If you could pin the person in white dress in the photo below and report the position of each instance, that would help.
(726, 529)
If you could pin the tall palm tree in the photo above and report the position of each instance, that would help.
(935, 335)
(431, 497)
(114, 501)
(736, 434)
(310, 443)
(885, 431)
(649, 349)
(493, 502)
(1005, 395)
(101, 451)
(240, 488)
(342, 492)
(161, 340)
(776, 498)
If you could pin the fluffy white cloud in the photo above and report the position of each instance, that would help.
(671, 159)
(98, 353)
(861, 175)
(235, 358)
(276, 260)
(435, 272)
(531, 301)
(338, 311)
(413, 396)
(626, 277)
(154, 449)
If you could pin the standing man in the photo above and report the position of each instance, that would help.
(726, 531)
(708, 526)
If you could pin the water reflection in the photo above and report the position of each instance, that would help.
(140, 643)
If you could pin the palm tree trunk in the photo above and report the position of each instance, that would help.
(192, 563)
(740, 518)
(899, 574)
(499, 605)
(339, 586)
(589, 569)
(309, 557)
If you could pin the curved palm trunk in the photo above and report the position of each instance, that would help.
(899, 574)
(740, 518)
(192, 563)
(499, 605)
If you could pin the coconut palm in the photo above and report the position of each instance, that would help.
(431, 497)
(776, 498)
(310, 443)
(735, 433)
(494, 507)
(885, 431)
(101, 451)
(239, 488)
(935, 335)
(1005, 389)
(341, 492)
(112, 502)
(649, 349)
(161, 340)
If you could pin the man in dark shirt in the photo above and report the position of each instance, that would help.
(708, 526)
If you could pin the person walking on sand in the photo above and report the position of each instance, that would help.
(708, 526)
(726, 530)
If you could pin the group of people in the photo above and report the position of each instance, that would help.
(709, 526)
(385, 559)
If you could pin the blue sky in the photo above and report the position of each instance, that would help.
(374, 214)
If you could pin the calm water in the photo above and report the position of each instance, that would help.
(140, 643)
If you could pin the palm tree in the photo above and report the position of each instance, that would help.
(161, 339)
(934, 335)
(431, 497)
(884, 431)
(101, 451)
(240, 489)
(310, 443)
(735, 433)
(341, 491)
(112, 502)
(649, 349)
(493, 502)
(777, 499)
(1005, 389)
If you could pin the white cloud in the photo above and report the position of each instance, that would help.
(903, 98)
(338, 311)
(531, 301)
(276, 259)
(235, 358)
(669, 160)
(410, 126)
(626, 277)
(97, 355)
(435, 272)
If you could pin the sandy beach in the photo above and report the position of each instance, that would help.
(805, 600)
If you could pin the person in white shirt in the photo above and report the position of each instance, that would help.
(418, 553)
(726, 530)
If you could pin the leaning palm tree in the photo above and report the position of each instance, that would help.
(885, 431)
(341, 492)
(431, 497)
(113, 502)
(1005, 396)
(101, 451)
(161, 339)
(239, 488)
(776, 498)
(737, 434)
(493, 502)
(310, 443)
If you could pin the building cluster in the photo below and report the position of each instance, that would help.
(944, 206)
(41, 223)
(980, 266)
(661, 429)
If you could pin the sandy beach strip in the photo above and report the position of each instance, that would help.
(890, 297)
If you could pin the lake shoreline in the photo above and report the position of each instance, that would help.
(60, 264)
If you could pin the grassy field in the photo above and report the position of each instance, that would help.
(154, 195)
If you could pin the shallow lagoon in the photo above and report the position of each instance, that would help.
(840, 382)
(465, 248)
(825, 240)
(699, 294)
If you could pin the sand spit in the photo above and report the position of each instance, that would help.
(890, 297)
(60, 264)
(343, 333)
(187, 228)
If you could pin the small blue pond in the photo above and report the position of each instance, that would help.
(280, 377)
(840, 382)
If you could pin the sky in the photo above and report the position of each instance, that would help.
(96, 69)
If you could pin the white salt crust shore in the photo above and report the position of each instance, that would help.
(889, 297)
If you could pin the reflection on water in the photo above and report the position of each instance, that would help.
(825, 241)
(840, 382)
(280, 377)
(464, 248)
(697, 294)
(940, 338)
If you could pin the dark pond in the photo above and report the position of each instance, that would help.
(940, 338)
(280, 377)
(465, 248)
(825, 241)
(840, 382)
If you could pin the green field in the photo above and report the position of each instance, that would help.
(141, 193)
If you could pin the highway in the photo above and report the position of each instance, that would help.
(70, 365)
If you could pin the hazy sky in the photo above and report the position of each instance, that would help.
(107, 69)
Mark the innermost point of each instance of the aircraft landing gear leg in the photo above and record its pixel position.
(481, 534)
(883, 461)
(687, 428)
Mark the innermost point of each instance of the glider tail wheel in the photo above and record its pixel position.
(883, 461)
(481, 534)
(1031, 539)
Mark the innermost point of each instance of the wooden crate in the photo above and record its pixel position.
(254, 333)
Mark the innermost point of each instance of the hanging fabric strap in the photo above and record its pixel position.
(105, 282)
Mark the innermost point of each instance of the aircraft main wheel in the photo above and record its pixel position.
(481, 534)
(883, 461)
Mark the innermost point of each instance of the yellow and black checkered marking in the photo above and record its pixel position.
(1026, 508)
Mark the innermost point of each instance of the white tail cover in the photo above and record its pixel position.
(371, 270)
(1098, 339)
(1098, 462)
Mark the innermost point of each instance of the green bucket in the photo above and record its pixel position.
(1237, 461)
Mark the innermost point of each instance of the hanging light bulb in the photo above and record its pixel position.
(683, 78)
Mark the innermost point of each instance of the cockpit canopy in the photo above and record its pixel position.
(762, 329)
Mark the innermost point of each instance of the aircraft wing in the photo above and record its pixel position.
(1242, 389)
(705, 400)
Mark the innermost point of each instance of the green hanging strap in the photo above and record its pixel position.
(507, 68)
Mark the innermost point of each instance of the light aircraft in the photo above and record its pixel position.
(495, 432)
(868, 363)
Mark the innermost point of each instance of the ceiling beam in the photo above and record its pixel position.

» **Exercise directions**
Revise the data above by replacing every occurrence of "instance" with "occurrence", leaving everything else unchanged.

» **Result**
If you could pin the person in white dress in the photo below and report the position of each occurrence, that would help.
(726, 529)
If you could pin the tall palm tree in the photo above and report the position of each occurrence, that would help.
(935, 335)
(431, 497)
(114, 501)
(736, 434)
(310, 443)
(885, 431)
(649, 349)
(493, 502)
(1005, 395)
(101, 451)
(240, 488)
(342, 492)
(161, 340)
(776, 498)
If you could pin the fluffy white cloud in the photo above and report the position of each occurrence, that would help.
(671, 159)
(98, 353)
(861, 175)
(235, 358)
(276, 260)
(435, 272)
(531, 301)
(338, 311)
(413, 396)
(626, 277)
(154, 449)
If you could pin the standing man in the photo above and report the position of each occurrence, that would help.
(726, 531)
(708, 526)
If you could pin the water reflection in the photo above and report the position of each occurrence, that would help.
(140, 643)
If you could pin the palm tree trunk in the photo above and report the position of each occurrence, that would help.
(192, 563)
(740, 518)
(899, 574)
(499, 605)
(339, 586)
(589, 569)
(309, 557)
If you could pin the curved palm trunk in the photo above and report the position of each occurrence, that would help.
(899, 574)
(740, 518)
(192, 563)
(499, 605)
If you could pin the coconut palm in the photo above and report the position of each occurrence, that would help.
(431, 497)
(776, 498)
(310, 443)
(735, 433)
(494, 507)
(885, 431)
(101, 451)
(239, 488)
(935, 335)
(1005, 389)
(341, 492)
(112, 502)
(649, 349)
(161, 340)
If you could pin the man in dark shirt in the photo above and report the position of each occurrence, that would help.
(708, 526)
If you could pin the person walking on sand in the photo above and report the position of each occurrence, that would help.
(708, 526)
(726, 530)
If you could pin the group of people in the photo above and report the position of each occurrence, that would help.
(709, 526)
(385, 559)
If you could pin the blue sky in the photo above and report the position of each occurrence, that would help.
(374, 214)
If you could pin the calm water in the photo above and report the position of each occurrence, that would help.
(140, 643)
If you could pin the palm tree in the photo above and report the position of each occurrence, that would help.
(161, 339)
(934, 335)
(431, 497)
(884, 431)
(101, 451)
(240, 489)
(310, 443)
(735, 433)
(341, 491)
(112, 502)
(649, 349)
(493, 502)
(777, 499)
(1005, 389)
If you could pin the white cloud in the photo above and report the position of each occurrence, that would help.
(903, 98)
(338, 311)
(531, 301)
(276, 259)
(235, 358)
(669, 160)
(410, 126)
(626, 277)
(97, 355)
(435, 272)
If you could pin the sandy beach in the photo above and report the position of each occurrence, that would help.
(805, 600)
If you could pin the person in white shirt in the photo above and report the position of each occurrence, that would help.
(418, 553)
(726, 530)
If you could pin the leaning palm tree in the photo above and report the position of each occurrence, that would help.
(885, 431)
(341, 492)
(431, 497)
(113, 502)
(1005, 396)
(101, 451)
(161, 339)
(239, 488)
(776, 498)
(737, 434)
(493, 502)
(310, 443)
If you could pin the building cluster in the photo below and report the position of each occurrence, that would help.
(944, 206)
(41, 223)
(980, 266)
(661, 429)
If you could pin the sandy beach strip in the photo above and report the position of each occurrence, that would help.
(890, 297)
If you could pin the lake shoreline in the photo above and report the position of each occurrence, that would help.
(60, 264)
If you could pin the grassy field in the photo above and report the position of each occurrence, that would help.
(154, 195)
If you could pin the shallow lagoon in the photo above and report the position of each occurrence, that would help.
(840, 382)
(465, 248)
(825, 240)
(699, 294)
If you could pin the sand spit in the photo above and report the position of each occurrence, that would help.
(890, 297)
(60, 264)
(343, 333)
(187, 228)
If you could pin the small blue pond in the photo above and report the position of each occurrence, that would help.
(280, 377)
(840, 382)
If you could pin the sky in the photo above and report the position of each occurrence, that would help.
(96, 69)
If you could pin the white salt crust shore in the photo above and report the position of each occurrence, that would help.
(889, 297)
If you could pin the reflection on water in the photo above and report the position of each occurrence, that would help.
(825, 241)
(840, 382)
(280, 377)
(464, 248)
(697, 294)
(940, 338)
If you could pin the dark pond in the photo above and report the position of each occurrence, that would help.
(940, 338)
(280, 377)
(465, 248)
(825, 241)
(840, 382)
If you could pin the green field in the photo above and report the position of each occurrence, that would help.
(141, 193)
If you could pin the highway in the photo above and report the position of each occurrence, that would help.
(70, 365)
If you could pin the hazy sky in the photo above and report the position of each occurrence, that would help.
(107, 69)
Mark the innermost point of each occurrence of the aircraft landing gear leg in the photo above and record its pixel position.
(481, 534)
(883, 461)
(687, 428)
Mark the innermost point of each occurrence of the glider tail wheel in the photo above and record its pixel position.
(883, 461)
(481, 534)
(1031, 539)
Mark the innermost point of each occurrence of the wooden crate in the photo above and record its pixel position.
(254, 333)
Mark the innermost point of each occurrence of the hanging fabric strap in the photo above and record its pixel position.
(105, 282)
Mark the innermost point of each occurrence of the aircraft main wheel in the photo above and record its pixel position.
(481, 534)
(883, 461)
Mark the innermost point of each occurrence of the yellow and black checkered marking in the photo above and record its pixel position.
(1026, 508)
Mark the innermost point of each occurrence of the white tail cover in the photo above and record its pixel position.
(371, 270)
(1098, 339)
(1098, 462)
Mark the innermost point of each occurrence of the green bucket in the photo above and record its pixel position.
(1237, 461)
Mark the innermost point of each occurrence of the hanging light bulb in the photo above and record its pixel position.
(683, 78)
Mark the innermost point of each occurrence of the cockpit canopy in the photo above and record its pixel position.
(762, 329)
Mark the innermost point of each occurrence of the aircraft wing in the photo above and record its pixel position.
(1242, 389)
(705, 400)
Mark the innermost point of each occurrence of the green hanging strap in the photo above and record its pixel position.
(507, 68)
Mark the innermost point of each occurrence of the light aircraft in the photo above and record its pixel position.
(495, 432)
(868, 363)
Mark the innermost point of each occurrence of the ceiling beam in the photo above and record its pixel position.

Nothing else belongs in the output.